Cuando uno entra al lugar advierte que tienen una enorme cantidad de trabajo, no sólo que le llevan vecinos de distintos puntos de la ciudad, sino también de algunos pueblos cercanos. Julio es dicharachero, ocurrente y parece estar siempre de buen humor. Pero su esposa, con quien se mueven codo a codo, no le va en zaga. Bromean, se ríen cómplices y, sobre todo trabajan. Y por supuesto está bueno lo que hacen… porque al cabo “nada como ir juntos a la par”.
Julio sentado en un rincón del taller, en esa silla bajita frente a la mesa no mucho más alta, con un zapato al que le encolaba la suela con esmero y precisión. Ella con una suerte de punzón –metros más allá, en un mostrador- para agujerear el cuero de un borcego; mientras cada tanto atendía a algún o alguna cliente que llegaba.
Revalorizado.

Filas de un conjunto de datos de señalamiento:
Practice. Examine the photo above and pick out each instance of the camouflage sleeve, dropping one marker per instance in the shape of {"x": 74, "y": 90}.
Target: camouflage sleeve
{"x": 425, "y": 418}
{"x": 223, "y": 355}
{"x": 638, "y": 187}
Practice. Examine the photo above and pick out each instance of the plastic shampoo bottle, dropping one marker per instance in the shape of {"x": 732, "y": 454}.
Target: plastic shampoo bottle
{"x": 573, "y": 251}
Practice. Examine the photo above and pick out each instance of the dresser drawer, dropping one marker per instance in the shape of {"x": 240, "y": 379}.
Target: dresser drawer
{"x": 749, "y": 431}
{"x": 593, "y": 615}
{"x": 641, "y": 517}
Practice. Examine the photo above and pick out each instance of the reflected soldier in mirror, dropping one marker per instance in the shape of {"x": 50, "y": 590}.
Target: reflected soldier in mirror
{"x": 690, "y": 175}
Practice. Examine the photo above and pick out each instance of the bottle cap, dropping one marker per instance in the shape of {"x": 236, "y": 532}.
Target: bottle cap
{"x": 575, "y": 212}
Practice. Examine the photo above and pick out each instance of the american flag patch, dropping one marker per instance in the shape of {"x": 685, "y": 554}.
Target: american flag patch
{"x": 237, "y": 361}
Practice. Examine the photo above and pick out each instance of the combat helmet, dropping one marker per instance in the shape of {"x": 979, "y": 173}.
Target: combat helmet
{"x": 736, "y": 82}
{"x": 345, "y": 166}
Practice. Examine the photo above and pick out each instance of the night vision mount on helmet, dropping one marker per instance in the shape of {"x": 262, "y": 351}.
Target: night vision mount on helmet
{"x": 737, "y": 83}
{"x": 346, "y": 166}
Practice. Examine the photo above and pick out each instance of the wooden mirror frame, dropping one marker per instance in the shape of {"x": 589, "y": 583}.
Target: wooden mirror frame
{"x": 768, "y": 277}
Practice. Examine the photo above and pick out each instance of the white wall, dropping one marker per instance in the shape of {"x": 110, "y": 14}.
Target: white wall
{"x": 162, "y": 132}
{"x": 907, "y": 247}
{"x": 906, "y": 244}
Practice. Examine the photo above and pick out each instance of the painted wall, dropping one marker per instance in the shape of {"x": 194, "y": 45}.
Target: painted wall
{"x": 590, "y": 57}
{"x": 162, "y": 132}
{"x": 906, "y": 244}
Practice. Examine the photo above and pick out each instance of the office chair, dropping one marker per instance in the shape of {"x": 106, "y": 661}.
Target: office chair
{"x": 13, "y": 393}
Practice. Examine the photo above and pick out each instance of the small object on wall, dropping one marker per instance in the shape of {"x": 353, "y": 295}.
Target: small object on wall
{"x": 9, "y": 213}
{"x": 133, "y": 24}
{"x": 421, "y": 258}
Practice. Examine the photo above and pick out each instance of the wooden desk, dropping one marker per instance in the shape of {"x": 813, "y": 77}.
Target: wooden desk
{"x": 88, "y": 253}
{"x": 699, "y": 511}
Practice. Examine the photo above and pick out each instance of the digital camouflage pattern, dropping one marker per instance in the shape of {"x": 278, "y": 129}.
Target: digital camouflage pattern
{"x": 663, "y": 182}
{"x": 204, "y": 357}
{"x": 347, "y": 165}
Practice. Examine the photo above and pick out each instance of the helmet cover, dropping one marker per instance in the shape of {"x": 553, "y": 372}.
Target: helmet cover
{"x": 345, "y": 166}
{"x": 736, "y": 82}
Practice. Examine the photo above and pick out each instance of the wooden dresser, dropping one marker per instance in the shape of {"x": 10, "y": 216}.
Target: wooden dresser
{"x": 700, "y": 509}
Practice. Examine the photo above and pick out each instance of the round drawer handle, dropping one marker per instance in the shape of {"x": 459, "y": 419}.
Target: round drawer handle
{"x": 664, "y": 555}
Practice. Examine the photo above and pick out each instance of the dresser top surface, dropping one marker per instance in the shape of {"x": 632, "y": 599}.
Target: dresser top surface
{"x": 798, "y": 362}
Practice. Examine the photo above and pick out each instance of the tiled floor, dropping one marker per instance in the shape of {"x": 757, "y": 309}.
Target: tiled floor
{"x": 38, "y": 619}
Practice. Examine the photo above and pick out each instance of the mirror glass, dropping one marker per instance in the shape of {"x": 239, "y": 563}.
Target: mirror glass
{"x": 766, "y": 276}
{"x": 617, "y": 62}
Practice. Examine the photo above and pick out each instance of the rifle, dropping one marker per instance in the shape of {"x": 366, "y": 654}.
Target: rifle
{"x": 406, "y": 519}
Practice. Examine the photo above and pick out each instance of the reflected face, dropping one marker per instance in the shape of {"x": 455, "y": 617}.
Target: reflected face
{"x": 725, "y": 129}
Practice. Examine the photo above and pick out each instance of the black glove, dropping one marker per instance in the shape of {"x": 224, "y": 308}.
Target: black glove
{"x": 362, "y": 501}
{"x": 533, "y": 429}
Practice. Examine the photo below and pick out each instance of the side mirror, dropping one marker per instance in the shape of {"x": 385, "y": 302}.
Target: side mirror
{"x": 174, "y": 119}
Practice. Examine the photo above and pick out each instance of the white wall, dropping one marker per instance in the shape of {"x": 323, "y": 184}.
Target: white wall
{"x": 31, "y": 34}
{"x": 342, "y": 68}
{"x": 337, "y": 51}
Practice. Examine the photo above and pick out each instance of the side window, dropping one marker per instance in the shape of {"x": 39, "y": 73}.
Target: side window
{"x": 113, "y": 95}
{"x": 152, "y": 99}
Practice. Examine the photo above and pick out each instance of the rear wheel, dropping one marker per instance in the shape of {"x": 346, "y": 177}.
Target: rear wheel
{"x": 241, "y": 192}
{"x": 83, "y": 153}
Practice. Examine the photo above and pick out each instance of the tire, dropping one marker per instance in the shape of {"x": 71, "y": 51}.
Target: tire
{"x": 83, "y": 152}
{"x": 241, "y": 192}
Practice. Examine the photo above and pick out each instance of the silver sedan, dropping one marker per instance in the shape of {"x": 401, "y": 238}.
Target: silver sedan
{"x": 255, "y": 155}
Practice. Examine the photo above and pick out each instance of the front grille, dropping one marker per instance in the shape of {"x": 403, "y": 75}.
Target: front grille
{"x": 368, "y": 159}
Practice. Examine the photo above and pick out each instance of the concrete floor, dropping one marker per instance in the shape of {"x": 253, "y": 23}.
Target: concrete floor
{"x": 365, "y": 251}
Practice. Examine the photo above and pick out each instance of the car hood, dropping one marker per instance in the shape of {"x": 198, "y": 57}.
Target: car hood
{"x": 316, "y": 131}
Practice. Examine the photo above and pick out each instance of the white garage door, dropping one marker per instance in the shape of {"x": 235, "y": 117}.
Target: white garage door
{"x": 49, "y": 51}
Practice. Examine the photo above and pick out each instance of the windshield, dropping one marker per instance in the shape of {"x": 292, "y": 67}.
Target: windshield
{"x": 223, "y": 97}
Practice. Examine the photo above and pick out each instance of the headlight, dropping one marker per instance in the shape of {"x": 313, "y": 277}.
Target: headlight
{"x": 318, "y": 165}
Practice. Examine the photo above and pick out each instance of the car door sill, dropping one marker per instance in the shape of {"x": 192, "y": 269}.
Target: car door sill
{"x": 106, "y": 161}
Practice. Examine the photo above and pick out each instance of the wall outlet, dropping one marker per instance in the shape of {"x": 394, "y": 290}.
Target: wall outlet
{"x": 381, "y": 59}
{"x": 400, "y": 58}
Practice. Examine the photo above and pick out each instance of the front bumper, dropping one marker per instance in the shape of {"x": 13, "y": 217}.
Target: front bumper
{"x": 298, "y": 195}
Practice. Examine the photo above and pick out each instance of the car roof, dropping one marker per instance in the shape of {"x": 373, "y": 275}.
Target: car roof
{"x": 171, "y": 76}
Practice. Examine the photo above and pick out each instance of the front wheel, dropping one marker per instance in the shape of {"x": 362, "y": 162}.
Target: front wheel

## [TAREA PLANTEADA 1]
Transcribe literalmente el pasaje del texto sobre el taller de Julio que se abre con las palabras que contienen "Cuando uno entra" y se cierra con "cliente que llegaba.".
## [TAREA PLANTEADA 2]
Según el texto sobre el taller de Julio, ¿con qué herramienta agujereaba su esposa el cuero de un borcego?
## [TAREA PLANTEADA 3]
Redacta la continuación del texto sobre el taller de Julio a partir de su última oración.

## [RESULTADO FINAL 1]
Cuando uno entra al lugar advierte que tienen una enorme cantidad de trabajo, no sólo que le llevan vecinos de distintos puntos de la ciudad, sino también de algunos pueblos cercanos. Julio es dicharachero, ocurrente y parece estar siempre de buen humor. Pero su esposa, con quien se mueven codo a codo, no le va en zaga. Bromean, se ríen cómplices y, sobre todo trabajan. Y por supuesto está bueno lo que hacen… porque al cabo “nada como ir juntos a la par”.
Julio sentado en un rincón del taller, en esa silla bajita frente a la mesa no mucho más alta, con un zapato al que le encolaba la suela con esmero y precisión. Ella con una suerte de punzón –metros más allá, en un mostrador- para agujerear el cuero de un borcego; mientras cada tanto atendía a algún o alguna cliente que llegaba.

## [RESULTADO FINAL 2]
Con una suerte de punzón.

## [RESULTADO FINAL 3]
“Tenemos por suerte muchísimo para hacer, estamos tapados y por eso está ese cartelito… pero nadie le da bolilla”, dice Susana con una sonrisa apuntando a un letrero que reza: “No se reciben más trabajos”. Porque lo cierto es que a cada rato cae alguien llevando algo para un arreglo.
En estos tiempos el oficio se ha revalorizado, porque acceder a un par de calzado nuevo –cualquiera sea-, aunque se ofrezca en varias cuotas, es complicado para las finanzas de cualquier familia.
“Villa Moscú”.
La de Julio y Susana es una de las tantas historias mínimas de por aquí nomás, que no todos conocen.
Él es nacido en Potrillo Oscuro, tiene 77 años y Susana algunos menos. “Vivíamos tapial de por medio en ‘Villa Moscú’ (así identificaban a la Villa Alonso hace muchos años), territorio de los Rambur, los Geringer, los Phul,,, todo el ruserío. Y ahí ella me empezó a seguir…”, afirma con picardía Julio. “Eso es mentira –contesta Susana-, pero la verdad es que como él venía del campo yo pensé que tenía plata. Y nada que ver”. Y vuelven a reírse. Se nota que la pasan bien, y que es un matrimonio donde reina la armonía. “Es que nos conocemos tanto… Julio tenía 21 años cuando nos casamos y yo 16”, cuenta Susana.
Familia numerosa.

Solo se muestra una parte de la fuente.